_Action item 1_
In the floating-beams thread, restate the paragraph beginning "I agree that the word "orientation"" as a short list that keeps its main facts.
_Action item 2_
Write the next part of the floating-beams thread, starting after its last comment.

_Passage provided_
◆ ◆ ◆

Beam me up
You have two *square-section beams of wood. One has a density greater than half that of water, the other less than half that of water. You throw them in a pond. What do you notice about the orientation of the floating beams?
*In the original posting, I unintentionally wrote "rectangular".
*In the original posting, I unintentionally wrote "rectangular".
Labels: funphysics, SharedPuzzle
posted by Chris at
3:30 PM
24 Comments:
They line up.
Just kidding.
The one greater than half that of water, sinks to more than half way.
The one less than half that of water, sinks to less than half way.
That's true. But it's not what the question asked for.
i would want to say they float, since i could claim neither is greater than water's density... so they are horizontal. unless they are very skinny slabs of wood, then they will be vertical in the pond, referring to the 'up' part of 'beam me up'.
The beams have a rectangular cross section.
Take them to be 4" x 4" x 6' if that helps you visualise better.
since it doesn't say how much greater than half the density of water, it could be argued that one of them is located at the bottom of the pond.
Wait, you said their "orientation"?
I think they're straight.
JT - they both definitely float.
Ragknot - I wondered who'd spot the double-entendre. If they were bent, I'd want my money back ;)
Anonymous Aug 19, 7 pm is getting the right idea.
To Chris,
The "orientation" of straight did not refer to any physical attribute.
Ragknot - DUH! Isn't it gob-smackingly obvious that I understood that. Are we on the same wavelength?
I am still hunting for what you mean with the word "Orientation".
Ok, so you didn't mean their sexual orientation. I assumed a beam would be straight.
Evidently you didn't mean the depth that they would sink to.
I first thought they would be parallel, if there were any flow direction, but with no mention of flow, who knows?
Beam me up? Maybe they are tied together, and if they are about equal size, the dense one would be below water. and the light one is UP.
Kid Sister rule. However, I did mean sexual orientation "straight","bent" in the last post or 2, but not in the problem.
I agree that the word "orientation" doesn't seem to have the meaning that it is often used to mean. (Ain't that the truth). I mean which surfaces are at the top, are they horizontal or vertical. The depth seems a reasonable parameter to mention. The problem is supposed to be a sensible physics problem. Assume the beams are well separated, non-parallel (but that doesn't matter) not stuck in the mud, or singing an ode to an albatross :) I won't normally post silly trick questions.
It's a business doing pleasure with you :)
Ragknot. You gave a pretty good answer to the Archimedes Principle question (even the is was spelt incorrectly). It was partly because of that, that I decided to post this harder problem.
Well, they will be horizontal, not standing up on end if the density is similiar from one end to the other. one end would have to be much more dense for them to stand.
Are you saying that the dense one would be vertical and the less dense would lay horizonatl?
I can see that, but I think that might be what you mean.
That's better. But you're still complicating it. Of course you should assume that the beams have a perfectly constant uniform density throughout. Make reasonable assumptions. If I were to cover every single possible assumption explicitly, it would take weeks to write the problem. e.g. Assume that you can neglect effects due to the rotation of the Earth around it's own axis, possible modification of the DNA structure of the beams due to interactions with cosmic rays causing the density to violently oscillate and send out showers of sap blinding you so that you can't determine their orientation, that one part of the pond may be warmer than the other, that a halibut doesn't decide to set up a hotel business on one of them, that we are nowhere near the Bermuda triangle, they don't become waterlogged, etc.:)

◆ ◆ ◆

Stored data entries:
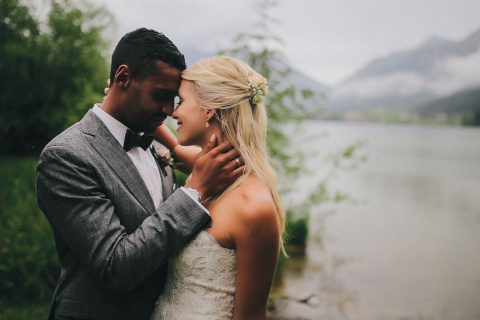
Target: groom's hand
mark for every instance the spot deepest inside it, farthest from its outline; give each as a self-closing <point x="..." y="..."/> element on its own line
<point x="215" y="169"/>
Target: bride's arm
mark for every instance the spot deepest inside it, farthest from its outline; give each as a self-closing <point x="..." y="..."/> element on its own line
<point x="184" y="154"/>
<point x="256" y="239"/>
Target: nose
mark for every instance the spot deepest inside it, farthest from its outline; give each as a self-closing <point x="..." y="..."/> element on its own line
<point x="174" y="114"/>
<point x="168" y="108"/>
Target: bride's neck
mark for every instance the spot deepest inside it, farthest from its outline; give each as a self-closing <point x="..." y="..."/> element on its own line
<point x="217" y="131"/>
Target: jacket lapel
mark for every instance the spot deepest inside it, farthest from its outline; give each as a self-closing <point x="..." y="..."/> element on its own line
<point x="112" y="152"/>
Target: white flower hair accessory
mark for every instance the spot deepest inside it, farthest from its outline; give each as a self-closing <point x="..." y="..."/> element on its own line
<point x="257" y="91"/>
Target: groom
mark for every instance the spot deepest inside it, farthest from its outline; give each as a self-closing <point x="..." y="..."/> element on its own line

◆ ◆ ◆

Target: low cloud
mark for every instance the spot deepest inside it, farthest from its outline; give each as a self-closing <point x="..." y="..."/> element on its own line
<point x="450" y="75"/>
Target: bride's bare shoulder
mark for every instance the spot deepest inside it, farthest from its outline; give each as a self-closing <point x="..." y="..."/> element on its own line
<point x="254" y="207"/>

◆ ◆ ◆

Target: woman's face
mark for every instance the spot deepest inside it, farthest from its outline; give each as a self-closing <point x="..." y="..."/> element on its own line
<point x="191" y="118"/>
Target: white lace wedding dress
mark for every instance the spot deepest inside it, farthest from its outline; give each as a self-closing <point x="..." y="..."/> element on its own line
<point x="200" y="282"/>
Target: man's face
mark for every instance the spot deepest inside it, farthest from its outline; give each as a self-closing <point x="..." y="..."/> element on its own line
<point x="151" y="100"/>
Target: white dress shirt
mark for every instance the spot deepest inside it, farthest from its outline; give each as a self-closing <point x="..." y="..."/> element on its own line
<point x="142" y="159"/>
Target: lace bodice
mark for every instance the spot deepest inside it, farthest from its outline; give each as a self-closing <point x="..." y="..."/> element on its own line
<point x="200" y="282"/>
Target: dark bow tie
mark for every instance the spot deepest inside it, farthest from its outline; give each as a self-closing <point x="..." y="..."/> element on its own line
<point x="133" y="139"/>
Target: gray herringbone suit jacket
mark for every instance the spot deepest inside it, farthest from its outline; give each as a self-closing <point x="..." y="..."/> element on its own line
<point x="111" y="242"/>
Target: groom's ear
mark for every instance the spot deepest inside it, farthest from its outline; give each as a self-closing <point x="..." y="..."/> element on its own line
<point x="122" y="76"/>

◆ ◆ ◆

_Response 1_
- The word "orientation" isn't being used in its common sense.
- It means which surfaces are at the top: whether the beams are horizontal or vertical.
- The depth the beams sink to is a reasonable thing to mention.
- The problem is meant to be a sensible physics problem.
- Assume the beams are well separated, non-parallel (though that doesn't matter), not stuck in the mud, and not singing an ode to an albatross.
- The poster won't normally post silly trick questions.

_Response 2_
The indentation on the surface of the water is larger around the more dense piece as it is effectimg the surface tension of the water more than the less dense piece??
Although surface tension is a fair thing to consider - neglect it.
A hint - think about the torques acting on the beams.
The lighter beam will float with a flat surface at the top.
The heavier beam will float with a corner at the top.
The detailed analysis turns out to be very fiddly. The following link will give you an inkling about how to understand the result:
http://www.engineeringtoolbox.com/centre-gravity-buoyancy-d_1286.html
You should now try to work out why metastabilty works in the two cases.
In the case of the beams, recognise that the length is unimportant (as long as its a fair bit greater than the beam width) and you can look at it as a 2D problem viewable from the square ends of the beam. THe centre of mass is in the geometric centre of the beam and the cenre of buoyancy is in the geometric centre of the immersed part of the beam. The immersed area of the beam is fixed for a given density. Consider what happens when you disturb the beam from it's presumed stable position. You'll begin to see why I haven't published a full analysis.
okay, i can neglect a few things, but whats about the pond ground limiting the wave length of virtual particles against the much higher atmosphere limit causing more virtual particles to be created because of heisenbergs uncertainty in the lower part of the wood beam and creating a small pressure through the casimir effect, what about that?? Lol =)
well i think more logical than explicitly founded, that the lighter beam would lay flat because his center of mass is above the water surface, while the heavier wood would stay vertically since his CoM is below the water surface, and both CoM try to get as low as possible.
Oh no! That was one of the most important assumptions to make. How could I have left that out???? I'll never be able to hold my face up in public again. My reputatation's in tatters. The shame of it all. The utter folly. I'm ruined. Sob :)
Yes, CoM wants be low, but CoB wants to move high. As the beam changes angle, the CoB moves and the CoM changes height/depth with respct to the water surface. It really is quite tedious.
As I implied, a detailed analysis would be very difficult to undertake on these pages (no pics and loads very tedious trig and geom to be replaced with text only). It would take several pages and all that work for a problem that nobody gives a rats about anyway.
I'll confess that I've only just about convinced myself that I've got it right.
Also, I've (finally) learnt my lesson; no more probs from me before I've written up the solution first.
My claim is only true for square (or nearly square) beams. Flat beams will float big side up regardless of density.
I think a similar result applies to equilateral triangle cross-section beams. But I'm not going there.
Ok, now I see you meant to say square beams. Each of my visulations were of load bearing beams.... which is what a beam is to me. Beams have a much larger depth vs. width in my thinking. A 4x4 is not a beam in my head. A 4" x 12" is a beam, but that probably just my habit. I can see a 4x4 would be different.
I am going to try a pencil soon.
I had said "rectangular" beams in the initial problem in error. I've only just noticed; I meant and thought "square" - I obviously hadn't checked the question thoroughly - again. But I had suggested using 4" x 4" x 6' in my second comment. My apologies.
It's unfortunate that I called them "beams" (although I can't think of a better word), obviously I chose it for the strong double-entendre in the title.
Anyway, I had a good laugh writing some of my responses. I hope you enjoyed them.
More shame - the problem reminds of the "stable 1" and "stable 2" orientations of space capsules when the land in the sea. (Oh yes, I'm that old). It may me that the denser beam has two stable positions.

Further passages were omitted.